— Record extracts —

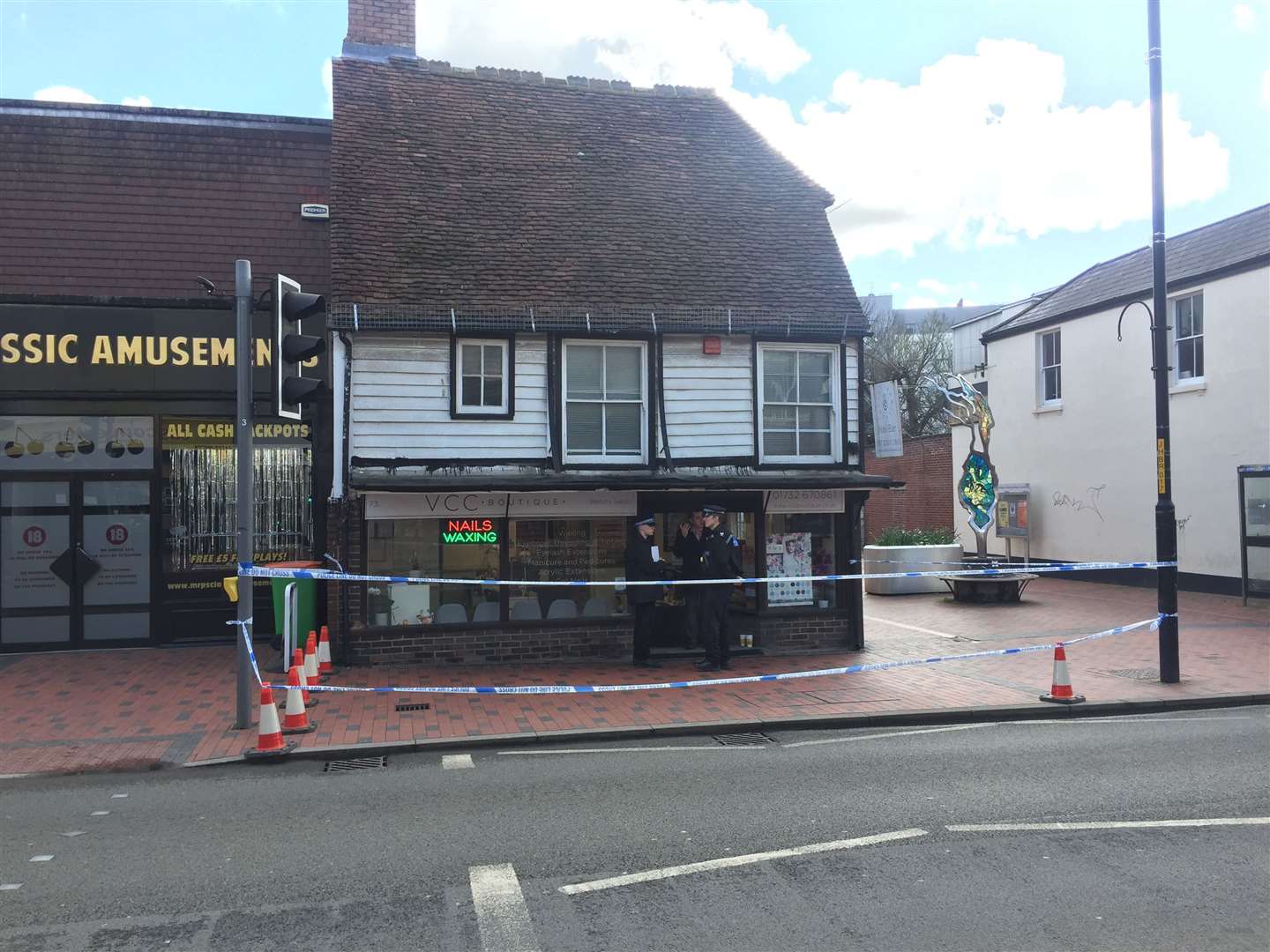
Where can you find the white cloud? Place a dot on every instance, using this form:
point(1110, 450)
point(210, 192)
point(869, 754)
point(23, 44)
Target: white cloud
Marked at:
point(981, 152)
point(64, 94)
point(695, 43)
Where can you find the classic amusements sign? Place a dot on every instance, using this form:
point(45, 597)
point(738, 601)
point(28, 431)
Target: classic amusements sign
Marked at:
point(124, 349)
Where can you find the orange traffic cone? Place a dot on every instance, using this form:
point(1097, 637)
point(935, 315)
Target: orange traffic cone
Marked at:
point(311, 659)
point(1061, 692)
point(270, 741)
point(324, 664)
point(297, 664)
point(296, 720)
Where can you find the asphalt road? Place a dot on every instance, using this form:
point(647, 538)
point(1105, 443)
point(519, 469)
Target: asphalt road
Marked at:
point(827, 841)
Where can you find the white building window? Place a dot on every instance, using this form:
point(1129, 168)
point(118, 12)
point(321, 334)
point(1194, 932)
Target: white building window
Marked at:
point(1189, 338)
point(799, 398)
point(1050, 362)
point(482, 377)
point(605, 412)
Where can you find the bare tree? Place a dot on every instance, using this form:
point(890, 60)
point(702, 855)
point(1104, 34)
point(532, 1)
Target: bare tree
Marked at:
point(912, 357)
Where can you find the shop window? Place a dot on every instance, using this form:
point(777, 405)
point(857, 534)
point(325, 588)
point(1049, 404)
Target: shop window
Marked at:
point(800, 545)
point(482, 377)
point(566, 550)
point(435, 548)
point(199, 499)
point(605, 412)
point(799, 395)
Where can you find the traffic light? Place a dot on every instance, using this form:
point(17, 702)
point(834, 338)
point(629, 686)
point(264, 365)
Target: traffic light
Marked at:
point(295, 383)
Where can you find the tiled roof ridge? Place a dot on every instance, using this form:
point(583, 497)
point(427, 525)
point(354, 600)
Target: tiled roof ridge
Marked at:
point(533, 78)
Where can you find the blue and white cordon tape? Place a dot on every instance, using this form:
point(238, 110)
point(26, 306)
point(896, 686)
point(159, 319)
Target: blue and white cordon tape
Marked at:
point(707, 682)
point(257, 571)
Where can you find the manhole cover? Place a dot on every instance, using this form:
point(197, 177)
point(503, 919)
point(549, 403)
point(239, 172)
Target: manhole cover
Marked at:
point(1136, 673)
point(361, 763)
point(743, 740)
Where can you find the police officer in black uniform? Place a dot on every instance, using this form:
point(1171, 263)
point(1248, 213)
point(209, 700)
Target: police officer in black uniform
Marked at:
point(721, 559)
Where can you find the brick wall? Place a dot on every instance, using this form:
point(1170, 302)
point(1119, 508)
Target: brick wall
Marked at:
point(108, 201)
point(926, 501)
point(381, 23)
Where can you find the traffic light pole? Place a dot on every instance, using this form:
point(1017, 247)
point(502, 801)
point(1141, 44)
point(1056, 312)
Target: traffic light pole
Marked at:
point(244, 457)
point(1166, 524)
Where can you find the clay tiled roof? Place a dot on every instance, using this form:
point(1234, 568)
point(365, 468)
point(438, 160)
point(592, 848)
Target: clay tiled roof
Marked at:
point(494, 188)
point(1229, 245)
point(107, 201)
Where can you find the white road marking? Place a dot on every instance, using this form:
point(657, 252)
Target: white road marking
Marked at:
point(501, 911)
point(1108, 824)
point(623, 750)
point(909, 628)
point(732, 861)
point(893, 734)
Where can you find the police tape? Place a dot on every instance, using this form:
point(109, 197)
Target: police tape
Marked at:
point(258, 571)
point(705, 682)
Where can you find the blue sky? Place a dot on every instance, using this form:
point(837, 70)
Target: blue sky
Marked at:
point(977, 149)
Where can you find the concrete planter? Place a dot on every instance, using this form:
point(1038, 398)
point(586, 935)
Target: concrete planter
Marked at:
point(908, 559)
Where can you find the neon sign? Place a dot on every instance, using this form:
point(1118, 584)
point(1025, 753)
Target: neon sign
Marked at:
point(469, 531)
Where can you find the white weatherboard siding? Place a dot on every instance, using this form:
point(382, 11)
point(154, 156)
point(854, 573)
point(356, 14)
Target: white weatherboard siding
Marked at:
point(709, 398)
point(1093, 464)
point(400, 403)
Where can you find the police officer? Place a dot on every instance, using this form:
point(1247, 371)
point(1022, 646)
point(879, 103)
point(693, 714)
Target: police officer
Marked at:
point(641, 566)
point(719, 560)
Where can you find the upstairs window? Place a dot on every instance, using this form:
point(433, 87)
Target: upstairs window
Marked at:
point(799, 391)
point(1189, 338)
point(482, 377)
point(605, 410)
point(1050, 360)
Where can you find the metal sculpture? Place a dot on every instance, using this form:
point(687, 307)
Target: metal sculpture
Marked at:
point(977, 489)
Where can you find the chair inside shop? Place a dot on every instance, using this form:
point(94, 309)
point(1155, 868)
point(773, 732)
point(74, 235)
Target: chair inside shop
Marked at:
point(485, 612)
point(450, 614)
point(526, 611)
point(563, 608)
point(597, 608)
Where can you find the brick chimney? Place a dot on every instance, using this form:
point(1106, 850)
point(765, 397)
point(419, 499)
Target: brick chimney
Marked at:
point(380, 28)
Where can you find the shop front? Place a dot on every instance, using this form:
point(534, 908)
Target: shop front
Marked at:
point(117, 478)
point(533, 539)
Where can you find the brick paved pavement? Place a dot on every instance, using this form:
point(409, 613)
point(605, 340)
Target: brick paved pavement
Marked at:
point(146, 709)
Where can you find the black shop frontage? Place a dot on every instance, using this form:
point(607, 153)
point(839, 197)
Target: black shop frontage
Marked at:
point(117, 475)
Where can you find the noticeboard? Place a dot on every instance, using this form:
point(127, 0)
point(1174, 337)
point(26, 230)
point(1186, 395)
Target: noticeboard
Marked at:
point(1012, 510)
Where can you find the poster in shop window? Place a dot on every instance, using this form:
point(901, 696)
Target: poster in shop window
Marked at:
point(788, 555)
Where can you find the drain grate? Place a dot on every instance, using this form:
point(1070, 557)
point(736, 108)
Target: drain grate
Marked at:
point(361, 763)
point(743, 740)
point(1136, 673)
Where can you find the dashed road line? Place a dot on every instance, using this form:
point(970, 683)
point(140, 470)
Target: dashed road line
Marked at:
point(502, 915)
point(892, 734)
point(1106, 824)
point(733, 861)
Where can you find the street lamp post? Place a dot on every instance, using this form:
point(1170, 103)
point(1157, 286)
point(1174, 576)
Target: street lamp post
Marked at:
point(1166, 524)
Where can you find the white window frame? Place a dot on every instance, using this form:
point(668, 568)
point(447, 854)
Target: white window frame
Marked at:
point(1057, 333)
point(834, 404)
point(603, 457)
point(462, 409)
point(1177, 342)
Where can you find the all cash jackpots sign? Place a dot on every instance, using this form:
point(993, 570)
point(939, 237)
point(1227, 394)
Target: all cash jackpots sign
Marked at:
point(129, 349)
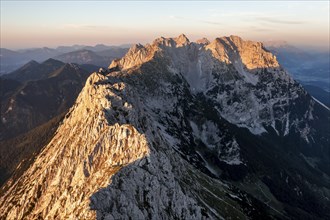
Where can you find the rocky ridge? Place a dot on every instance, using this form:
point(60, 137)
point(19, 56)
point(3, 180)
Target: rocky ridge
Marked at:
point(170, 131)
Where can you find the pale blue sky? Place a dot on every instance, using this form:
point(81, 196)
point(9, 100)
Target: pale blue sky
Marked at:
point(52, 23)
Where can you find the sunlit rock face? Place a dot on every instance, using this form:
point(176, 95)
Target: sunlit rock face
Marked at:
point(169, 133)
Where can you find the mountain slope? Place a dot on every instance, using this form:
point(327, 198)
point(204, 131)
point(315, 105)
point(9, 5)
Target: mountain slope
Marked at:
point(184, 131)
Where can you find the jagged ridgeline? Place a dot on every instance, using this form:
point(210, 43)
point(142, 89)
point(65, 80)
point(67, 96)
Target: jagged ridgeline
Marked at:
point(183, 130)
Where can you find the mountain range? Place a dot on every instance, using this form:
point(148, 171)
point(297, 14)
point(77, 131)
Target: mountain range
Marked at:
point(181, 130)
point(11, 60)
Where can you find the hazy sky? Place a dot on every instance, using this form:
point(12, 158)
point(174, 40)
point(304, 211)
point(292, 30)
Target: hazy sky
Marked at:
point(52, 23)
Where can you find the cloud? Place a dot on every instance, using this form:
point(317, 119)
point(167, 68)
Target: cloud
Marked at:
point(203, 21)
point(280, 21)
point(176, 17)
point(210, 22)
point(84, 27)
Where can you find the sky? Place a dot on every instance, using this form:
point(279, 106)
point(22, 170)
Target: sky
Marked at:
point(26, 24)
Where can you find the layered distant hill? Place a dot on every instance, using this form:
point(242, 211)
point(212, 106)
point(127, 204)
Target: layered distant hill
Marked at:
point(176, 130)
point(33, 100)
point(11, 60)
point(310, 67)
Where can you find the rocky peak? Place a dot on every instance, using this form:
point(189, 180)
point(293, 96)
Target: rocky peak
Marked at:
point(203, 41)
point(252, 54)
point(181, 40)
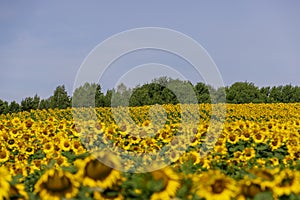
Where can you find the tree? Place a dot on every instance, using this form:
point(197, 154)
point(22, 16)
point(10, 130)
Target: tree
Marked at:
point(44, 104)
point(60, 98)
point(3, 107)
point(243, 92)
point(30, 103)
point(87, 95)
point(14, 107)
point(202, 92)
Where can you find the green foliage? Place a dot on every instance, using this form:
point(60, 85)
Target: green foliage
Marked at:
point(30, 103)
point(60, 98)
point(87, 95)
point(3, 107)
point(163, 90)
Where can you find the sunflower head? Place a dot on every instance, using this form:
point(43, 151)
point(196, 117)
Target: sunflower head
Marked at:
point(56, 184)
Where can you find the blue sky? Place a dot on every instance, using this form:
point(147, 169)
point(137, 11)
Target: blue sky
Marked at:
point(42, 45)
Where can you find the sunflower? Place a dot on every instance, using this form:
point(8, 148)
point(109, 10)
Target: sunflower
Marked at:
point(248, 189)
point(275, 143)
point(249, 153)
point(65, 144)
point(287, 182)
point(5, 178)
point(264, 177)
point(213, 185)
point(94, 173)
point(170, 181)
point(232, 138)
point(48, 148)
point(259, 137)
point(18, 192)
point(56, 184)
point(4, 155)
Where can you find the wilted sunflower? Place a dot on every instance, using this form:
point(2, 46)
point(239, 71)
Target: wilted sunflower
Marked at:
point(248, 189)
point(170, 181)
point(287, 182)
point(18, 192)
point(5, 178)
point(94, 173)
point(56, 184)
point(213, 185)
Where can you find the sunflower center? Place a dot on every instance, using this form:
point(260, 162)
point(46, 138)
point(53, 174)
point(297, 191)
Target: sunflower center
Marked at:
point(286, 182)
point(56, 183)
point(232, 137)
point(251, 190)
point(258, 136)
point(97, 171)
point(2, 154)
point(218, 186)
point(159, 175)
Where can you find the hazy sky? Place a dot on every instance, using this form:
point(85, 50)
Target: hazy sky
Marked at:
point(42, 45)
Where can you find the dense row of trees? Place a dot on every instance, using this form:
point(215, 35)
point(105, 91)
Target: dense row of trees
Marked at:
point(160, 91)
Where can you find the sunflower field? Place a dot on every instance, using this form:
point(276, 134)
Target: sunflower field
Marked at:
point(44, 154)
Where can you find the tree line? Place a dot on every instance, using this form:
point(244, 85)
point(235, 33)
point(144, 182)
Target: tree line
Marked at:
point(160, 91)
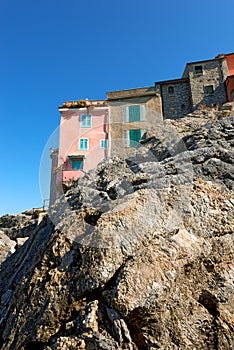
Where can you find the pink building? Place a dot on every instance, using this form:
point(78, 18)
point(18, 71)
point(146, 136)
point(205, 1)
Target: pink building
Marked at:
point(83, 141)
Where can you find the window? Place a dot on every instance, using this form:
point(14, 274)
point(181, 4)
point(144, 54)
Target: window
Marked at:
point(77, 164)
point(198, 70)
point(134, 113)
point(209, 89)
point(171, 90)
point(232, 94)
point(132, 137)
point(86, 120)
point(104, 144)
point(84, 144)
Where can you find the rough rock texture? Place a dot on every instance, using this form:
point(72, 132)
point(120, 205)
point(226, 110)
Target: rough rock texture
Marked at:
point(15, 230)
point(139, 255)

— Task objective —
A single number is expected here: the count of lines in the material above with "inside" in them.

— Response area —
2